Title: Distillation of natural fatty acids and their chemical derivatives

item Cermak, Steven - Steve
item Evangelista, Roque
item Kenar, James - Jim

Submitted to: Book Chapter
Publication Type: Book / Chapter
Publication Acceptance Date: 12/22/2011
Publication Date: 3/30/2012
Citation: Cermak, S.C., Evangelista, R.L., Kenar, J.A. 2012. Distillation of natural fatty acids and their chemical derivatives. In: Zereshki, S., editor. Distillation. Rijeka, Croatia: InTech Press. p. 109:140.

Interpretive Summary:

Technical Abstract: Well over 1,000 different fatty acids are known which are natural components of fats, oils (triacylglycerols), and other related compounds. These fatty acids can have different alkyl chain lengths, 0-6 carbon-carbon double bonds possessing cis- or trans-geometry, and can contain a variety of functional groups along the alkyl chain. Of these, there are approximately 20-25 fatty acids that occur widely in nature, are produced from commodity oils and fats, and find major use for food and nutrition applications with the remainder being used by the oleochemical industry to produce soaps, detergents, personal care products, lubricants, paints, and more recently biodiesel. The triglyceride-containing oils are extracted from oilseeds by mechanical pressing or by using solvent extraction. Seeds containing high oil contents are usually mechanically extracted first to reduce the oil content in the seed by 60% before solvent extraction. World fat and oil production in 1998 was 101 million tons, of which 14.2% (14.3 million tons) was used as basic oleochemicals. In 2009, the global production of fats and oils increased to 137.5 million tons with 21.2% (29.3 million tons) used for non-food industrial purposes driven by the high petroleum prices as well as the growing demand for natural or renewable products. The fatty acid composition of fats and oils varies widely depending on the source. Thus, different distillation methods have been reviewed in this chapter: batch, continuous, fractional, and molecular. Additionally, molecular distillation of two new crop (cuphea and meadowfoam) oils and fatty acids were evaluated as an industrial process. Finally, reactive distillation was reviewed as a renewed method to do simultaneous implementation of reaction and distillation within a single column which is especially suited for the chemical reactions limited by thermodynamic and equilibrium constraints.

########

**TASK INSTRUCTIONS**:
a) For each statement, say whether it agrees with the fatty acid distillation abstract, answering yes or no and quoting the deciding words exactly: (i) World fat and oil production in 1998 was 101 million tons. (ii) Seeds with high oil contents usually go through solvent extraction before mechanical pressing. (iii) Reactive distillation combines reaction and distillation within a single column.
b) Please write out the part of the fatty acid distillation abstract starting with "Title: Distillation of" and going on through "Press. p. 109:140.", word for word.

########

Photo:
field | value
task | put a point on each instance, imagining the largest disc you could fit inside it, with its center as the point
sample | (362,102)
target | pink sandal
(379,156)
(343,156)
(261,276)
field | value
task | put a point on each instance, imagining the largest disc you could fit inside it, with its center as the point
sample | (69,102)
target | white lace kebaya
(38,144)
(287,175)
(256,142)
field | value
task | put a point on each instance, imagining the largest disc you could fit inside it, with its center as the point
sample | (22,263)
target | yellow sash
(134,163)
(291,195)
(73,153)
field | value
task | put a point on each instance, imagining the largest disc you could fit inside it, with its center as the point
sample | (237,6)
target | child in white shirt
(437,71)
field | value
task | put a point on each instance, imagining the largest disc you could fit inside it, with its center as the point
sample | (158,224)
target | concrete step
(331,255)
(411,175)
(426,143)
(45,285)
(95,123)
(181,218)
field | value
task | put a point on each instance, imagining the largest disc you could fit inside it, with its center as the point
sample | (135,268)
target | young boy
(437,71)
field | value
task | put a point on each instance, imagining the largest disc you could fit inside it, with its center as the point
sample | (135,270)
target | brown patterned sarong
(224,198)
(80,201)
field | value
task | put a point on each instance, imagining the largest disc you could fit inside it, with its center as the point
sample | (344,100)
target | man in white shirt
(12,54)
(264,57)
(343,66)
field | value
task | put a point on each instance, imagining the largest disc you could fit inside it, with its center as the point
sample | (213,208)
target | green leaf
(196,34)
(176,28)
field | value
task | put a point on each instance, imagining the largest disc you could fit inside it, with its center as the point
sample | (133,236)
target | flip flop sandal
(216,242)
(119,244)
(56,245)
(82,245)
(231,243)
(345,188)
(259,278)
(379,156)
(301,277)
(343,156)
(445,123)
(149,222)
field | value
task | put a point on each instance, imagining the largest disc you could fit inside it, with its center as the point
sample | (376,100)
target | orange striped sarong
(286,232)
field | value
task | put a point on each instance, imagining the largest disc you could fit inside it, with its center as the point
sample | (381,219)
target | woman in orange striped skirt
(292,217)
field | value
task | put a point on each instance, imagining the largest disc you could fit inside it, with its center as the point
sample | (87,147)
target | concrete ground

########

**RESPONSES TO THE EXERCISE**:
a)
(i) Yes: "World fat and oil production in 1998 was 101 million tons"
(ii) No: "Seeds containing high oil contents are usually mechanically extracted first to reduce the oil content in the seed by 60% before solvent extraction."
(iii) Yes: "simultaneous implementation of reaction and distillation within a single column"

b)
Title: Distillation of natural fatty acids and their chemical derivatives

item Cermak, Steven - Steve
item Evangelista, Roque
item Kenar, James - Jim

Submitted to: Book Chapter
Publication Type: Book / Chapter
Publication Acceptance Date: 12/22/2011
Publication Date: 3/30/2012
Citation: Cermak, S.C., Evangelista, R.L., Kenar, J.A. 2012. Distillation of natural fatty acids and their chemical derivatives. In: Zereshki, S., editor. Distillation. Rijeka, Croatia: InTech Press. p. 109:140.